**INSTRUCTIONS**
A. In the bankruptcy advice column, why does the columnist tell Cathy to stop worrying so much about her credit rating? Answer in one to three sentences.
B. Continue the bankruptcy advice column from its final line.

**EXTRACT**
[Start of section]
A series of unfortunate events can suddenly lead to bankruptcy, but is the hit to your credit one that marks you for life?
Dear Opening Credits,
My husband and I recently went through a bankruptcy and foreclosure on our home. Due to a major medical issue that I have been diagnosed with, I have been unable to work for close to two years. I was a major income earner in the household.
Unfortunately, my husband and I relied on both of our incomes to run our household, as well as our two businesses. In addition to the loss of my income, my medical issues impacted our health insurance premiums (they skyrocketed) and our monthly costs for it and my medications (this figure does not include any premiums for surgeries or ongoing medical care) our costs are close to $3,500 monthly. Due to the size of the companies and my deteriorating health, our health insurance premiums cost over $2,100 monthly. Unfortunately, I don’t see those costs going down in the future.
Needless to say, our personal bills (credit card debt and household expenses) could only be paid for so long. Within a year and a half we had exhausted everything we had and had no choice but to file bankruptcy and let our house go to foreclosure. Due to the recession, our home had gone down in value close to $200,000. Any money we had spent updating it or that had been used for a down payment was gone.
Here’s my question: Between my husband and me, we had credit cards from every major credit card issuer and department store that had to be included in the bankruptcy. Will these companies ever extend credit to us again? My fear is that they won’t. I am 50 years old and my husband is coming up on it, I am very concerned about our future creditworthiness. Do the extenuating circumstances of my illnesses count for anything? Until four months prior to bankruptcy, we had never been late on any bills. Does that count for anything? I have applied for Social Security Disability and am waiting their decision. — Cathy
My main advice to you: Stop worrying so much about your credit rating. Right now you have far more pressing problems to concern yourself with than how creditors perceive you.
I get why you’re focusing on your credit. The desire to return to normal after so much upheaval is natural. However, putting your efforts into becoming the apple of a financial institution’s eye should be far down on your list of priorities. Credit cards are useful and terrific tools, but they won’t help you recapture what you lost: your health, a significant income source and the family home.
This doesn’t mean your questions don’t deserve answers. They absolutely do, and here they are.
[End of section]
**STORED DATA**
[Start of section]
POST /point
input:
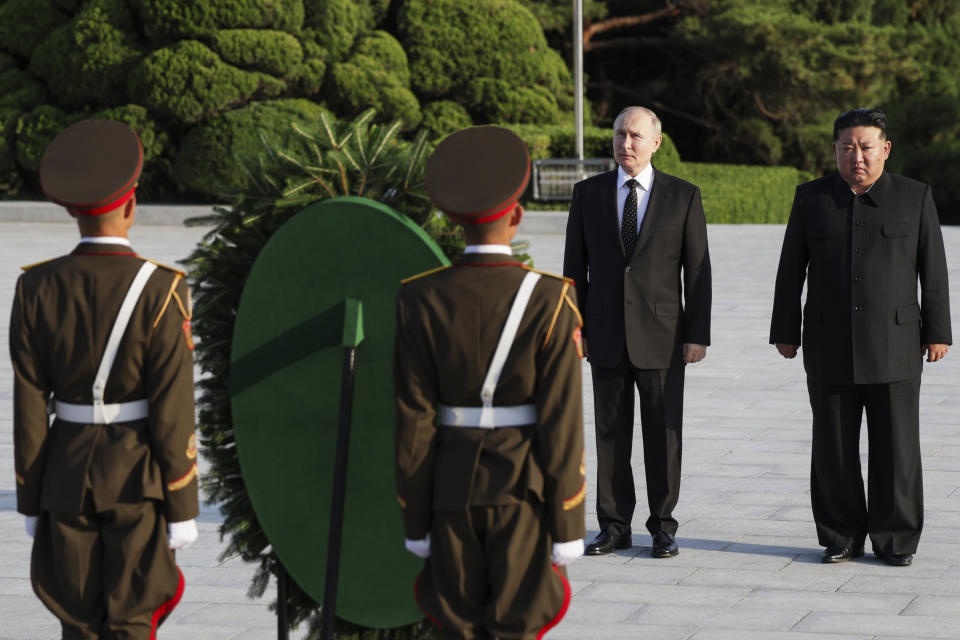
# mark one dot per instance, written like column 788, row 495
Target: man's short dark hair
column 860, row 117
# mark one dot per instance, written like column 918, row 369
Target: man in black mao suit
column 862, row 238
column 633, row 236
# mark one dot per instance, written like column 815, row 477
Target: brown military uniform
column 492, row 500
column 104, row 492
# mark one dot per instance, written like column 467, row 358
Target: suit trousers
column 661, row 419
column 490, row 575
column 106, row 574
column 894, row 517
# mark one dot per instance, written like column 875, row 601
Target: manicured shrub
column 450, row 43
column 35, row 130
column 86, row 61
column 274, row 52
column 26, row 23
column 495, row 100
column 335, row 24
column 375, row 75
column 189, row 82
column 443, row 117
column 21, row 91
column 165, row 21
column 207, row 160
column 744, row 193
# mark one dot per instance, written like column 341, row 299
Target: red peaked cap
column 92, row 166
column 478, row 174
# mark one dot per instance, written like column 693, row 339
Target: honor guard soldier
column 489, row 416
column 100, row 339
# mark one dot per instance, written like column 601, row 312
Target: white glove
column 181, row 534
column 418, row 547
column 30, row 524
column 566, row 552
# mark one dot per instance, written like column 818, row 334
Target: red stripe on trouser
column 563, row 607
column 167, row 607
column 416, row 596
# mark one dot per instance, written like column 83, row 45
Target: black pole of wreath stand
column 283, row 581
column 352, row 336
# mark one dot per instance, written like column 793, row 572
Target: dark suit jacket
column 861, row 257
column 636, row 301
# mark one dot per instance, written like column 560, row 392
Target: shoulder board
column 551, row 275
column 167, row 267
column 425, row 273
column 37, row 264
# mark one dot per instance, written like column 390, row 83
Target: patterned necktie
column 628, row 229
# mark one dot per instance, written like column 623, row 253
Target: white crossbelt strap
column 488, row 416
column 98, row 412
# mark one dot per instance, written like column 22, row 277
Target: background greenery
column 739, row 82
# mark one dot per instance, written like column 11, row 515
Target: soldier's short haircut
column 860, row 117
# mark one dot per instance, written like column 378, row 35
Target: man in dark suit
column 861, row 238
column 633, row 236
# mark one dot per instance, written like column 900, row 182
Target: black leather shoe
column 664, row 546
column 604, row 543
column 895, row 559
column 832, row 555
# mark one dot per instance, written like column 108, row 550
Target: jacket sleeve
column 170, row 392
column 31, row 389
column 787, row 318
column 559, row 436
column 575, row 259
column 697, row 276
column 932, row 267
column 415, row 397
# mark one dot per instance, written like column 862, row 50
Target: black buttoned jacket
column 862, row 257
column 635, row 302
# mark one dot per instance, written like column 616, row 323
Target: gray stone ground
column 749, row 564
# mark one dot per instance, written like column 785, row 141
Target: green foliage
column 165, row 21
column 375, row 75
column 189, row 82
column 35, row 130
column 210, row 153
column 443, row 117
column 496, row 100
column 738, row 194
column 328, row 159
column 274, row 52
column 87, row 60
column 21, row 91
column 7, row 62
column 335, row 24
column 26, row 23
column 450, row 44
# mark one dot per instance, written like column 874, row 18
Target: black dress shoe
column 895, row 559
column 833, row 555
column 664, row 546
column 604, row 543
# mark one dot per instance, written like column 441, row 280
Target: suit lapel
column 609, row 216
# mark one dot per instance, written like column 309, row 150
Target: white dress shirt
column 105, row 240
column 645, row 180
column 488, row 248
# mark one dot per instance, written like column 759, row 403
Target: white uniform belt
column 488, row 417
column 88, row 414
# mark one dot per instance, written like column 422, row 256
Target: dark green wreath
column 355, row 158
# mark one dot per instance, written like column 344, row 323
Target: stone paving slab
column 749, row 565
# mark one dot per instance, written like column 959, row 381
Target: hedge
column 742, row 194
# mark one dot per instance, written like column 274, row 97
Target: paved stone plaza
column 749, row 565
[End of section]
**EXERCISE ANSWERS**
A. The columnist says she has far more pressing problems right now than how creditors perceive her. Credit cards are useful tools, but they won't help her recapture what she lost: her health, a significant income source and the family home.

B.
Will the credit card companies that you included in the bankruptcy ever lend to you again? They might. Banks and retailers don’t hold grudges. When you apply for credit, they simply assess your financial circumstances. As before the discharge, they will analyze your credit reports and scores as well as your income to determine if you’re right for their product. At this point, the bankruptcy notation is still fresh so you’ll be judged negatively for it. While it will be on your reports for a total of 10 years and will drive your scores down for at least the first two, as time passes the impact will become less and less.
Does one’s illness (or other extenuating circumstances) count for anything to a credit card company? Not really. Again, these are impersonal decisions. The bank just wants to make sure that when it lends money, it will get it back. Your physical health isn’t a concern to them. Your financial health is.
Does your steady pre-bankruptcy payment history matter? Yes and no. When a business pulls and assesses your credit reports, it will see the bankruptcy notation as well as any positive activity that preceded it. That you sent money to your creditors on time for years is great and will be apparent. However, payment history is the most important FICO scoring factor, and because you stopped paying by legally discharging your debt, that recent action overrides the past.
So let’s look at what the bankruptcy did for you, rather than against you! It permitted you to let go of your financial obligations and free up cash for your monthly expenses. Now develop a budget that will allow you to live stress-free. You’ll need an accurate idea of income, since that will be the amount you can spend and save. Keep applying for Social Security Disability Insurance. Approval can take tenacity.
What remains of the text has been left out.